[Excerpts from annotation records]
[START]
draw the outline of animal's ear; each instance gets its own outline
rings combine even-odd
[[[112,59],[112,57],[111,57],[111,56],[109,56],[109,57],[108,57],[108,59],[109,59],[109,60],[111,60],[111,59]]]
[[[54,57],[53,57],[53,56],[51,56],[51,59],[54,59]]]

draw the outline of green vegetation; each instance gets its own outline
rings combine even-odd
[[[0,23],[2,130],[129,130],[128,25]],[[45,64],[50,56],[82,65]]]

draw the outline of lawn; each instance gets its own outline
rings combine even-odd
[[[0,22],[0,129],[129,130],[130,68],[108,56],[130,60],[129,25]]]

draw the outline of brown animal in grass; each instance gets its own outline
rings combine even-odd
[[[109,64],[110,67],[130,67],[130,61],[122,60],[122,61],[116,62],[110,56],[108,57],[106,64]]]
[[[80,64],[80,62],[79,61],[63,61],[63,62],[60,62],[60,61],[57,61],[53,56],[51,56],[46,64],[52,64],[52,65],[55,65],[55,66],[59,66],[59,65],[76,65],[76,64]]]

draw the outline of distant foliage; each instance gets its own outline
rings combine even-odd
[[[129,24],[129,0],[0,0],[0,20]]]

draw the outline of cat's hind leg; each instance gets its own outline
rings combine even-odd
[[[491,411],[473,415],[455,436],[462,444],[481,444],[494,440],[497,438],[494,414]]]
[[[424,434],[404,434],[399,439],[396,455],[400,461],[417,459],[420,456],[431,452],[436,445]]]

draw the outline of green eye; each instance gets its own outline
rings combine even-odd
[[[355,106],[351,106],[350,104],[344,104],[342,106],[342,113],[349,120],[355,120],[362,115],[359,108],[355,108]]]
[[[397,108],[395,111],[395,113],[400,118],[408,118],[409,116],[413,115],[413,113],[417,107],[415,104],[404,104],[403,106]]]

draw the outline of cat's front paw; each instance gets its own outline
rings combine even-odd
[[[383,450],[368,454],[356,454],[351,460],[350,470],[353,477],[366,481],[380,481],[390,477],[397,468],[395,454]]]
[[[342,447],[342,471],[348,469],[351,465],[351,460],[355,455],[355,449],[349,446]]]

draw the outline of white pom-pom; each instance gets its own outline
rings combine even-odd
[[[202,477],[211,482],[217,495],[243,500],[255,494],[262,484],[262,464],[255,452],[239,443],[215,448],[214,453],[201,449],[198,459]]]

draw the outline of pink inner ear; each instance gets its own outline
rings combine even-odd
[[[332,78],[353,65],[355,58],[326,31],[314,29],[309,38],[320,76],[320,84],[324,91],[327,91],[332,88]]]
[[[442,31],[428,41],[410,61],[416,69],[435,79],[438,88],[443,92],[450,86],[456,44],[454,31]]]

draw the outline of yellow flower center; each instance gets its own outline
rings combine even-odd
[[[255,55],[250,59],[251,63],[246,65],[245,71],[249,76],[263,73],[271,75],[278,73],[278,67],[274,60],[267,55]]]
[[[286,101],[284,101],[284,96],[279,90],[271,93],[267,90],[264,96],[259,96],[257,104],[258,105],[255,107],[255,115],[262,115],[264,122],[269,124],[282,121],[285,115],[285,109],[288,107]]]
[END]
Rewrite all of the lines above, replacing "instance" with "object" throughout and leaving everything else unchanged.

THE RESULT.
draw the outline of animal's ear; each object gets its own outline
rings combine even-odd
[[[112,59],[112,57],[111,57],[111,56],[109,56],[109,57],[108,57],[108,59],[109,59],[109,60],[111,60],[111,59]]]
[[[54,57],[53,57],[53,56],[51,56],[51,59],[54,59]]]

draw the outline of green vegetation; each object gets its own outline
rings combine even-odd
[[[0,23],[2,130],[129,130],[128,25]],[[45,64],[50,56],[82,65]]]

draw the outline of lawn; each object gets its own outline
rings combine even-odd
[[[0,22],[0,129],[129,130],[130,68],[108,56],[130,60],[129,25]]]

draw the outline of brown animal in grass; each object gets its own outline
rings combine even-odd
[[[109,64],[110,67],[130,67],[130,61],[122,60],[122,61],[116,62],[110,56],[108,57],[106,64]]]
[[[80,64],[80,62],[79,61],[63,61],[63,62],[60,62],[60,61],[57,61],[53,56],[51,56],[46,64],[52,64],[52,65],[55,65],[55,66],[59,66],[59,65],[76,65],[76,64]]]

draw the outline of distant foliage; each object gets its own outline
rings combine even-odd
[[[129,24],[129,0],[0,0],[0,20]]]

draw the outline of cat's hind leg; each object gets its own outline
rings combine even-odd
[[[491,411],[473,415],[455,436],[462,444],[481,444],[494,440],[497,438],[494,414]]]
[[[424,434],[404,434],[399,439],[396,455],[400,461],[417,459],[420,456],[431,452],[436,445]]]

draw the outline of green eye; each object gets its own outline
rings combine even-odd
[[[355,106],[351,106],[350,104],[344,104],[342,106],[342,113],[349,120],[355,120],[362,115],[359,108],[355,108]]]
[[[397,108],[395,111],[395,113],[400,118],[408,118],[409,116],[413,115],[413,113],[417,107],[415,104],[404,104],[403,106]]]

draw the outline of cat's front paw; each object gets its own outline
rings combine even-odd
[[[383,450],[368,454],[356,454],[351,460],[350,470],[353,477],[366,481],[380,481],[390,477],[397,468],[395,454]]]
[[[342,447],[342,471],[348,469],[351,465],[351,460],[355,455],[355,449],[349,446]]]

draw the outline of white pom-pom; each object gets its own outline
rings combine even-odd
[[[202,477],[211,482],[217,495],[243,500],[255,494],[262,484],[262,464],[255,452],[239,443],[215,448],[214,453],[201,449],[198,459]]]

draw the outline of pink inner ear; each object gets its own outline
rings combine even-odd
[[[332,78],[353,65],[355,58],[326,31],[314,29],[309,38],[320,76],[320,84],[324,91],[327,91],[332,88]]]
[[[442,31],[428,41],[410,61],[416,69],[435,79],[438,88],[443,92],[450,86],[456,44],[454,31]]]

draw the outline of yellow flower center; each object gets its own outline
rings combine even-odd
[[[255,55],[250,59],[251,63],[246,65],[245,71],[249,76],[263,73],[271,75],[278,73],[278,67],[274,60],[267,55]]]
[[[286,101],[284,101],[284,96],[279,90],[271,93],[267,90],[264,96],[259,96],[257,104],[258,105],[255,107],[255,115],[262,115],[264,122],[269,124],[282,121],[285,115],[285,109],[288,107]]]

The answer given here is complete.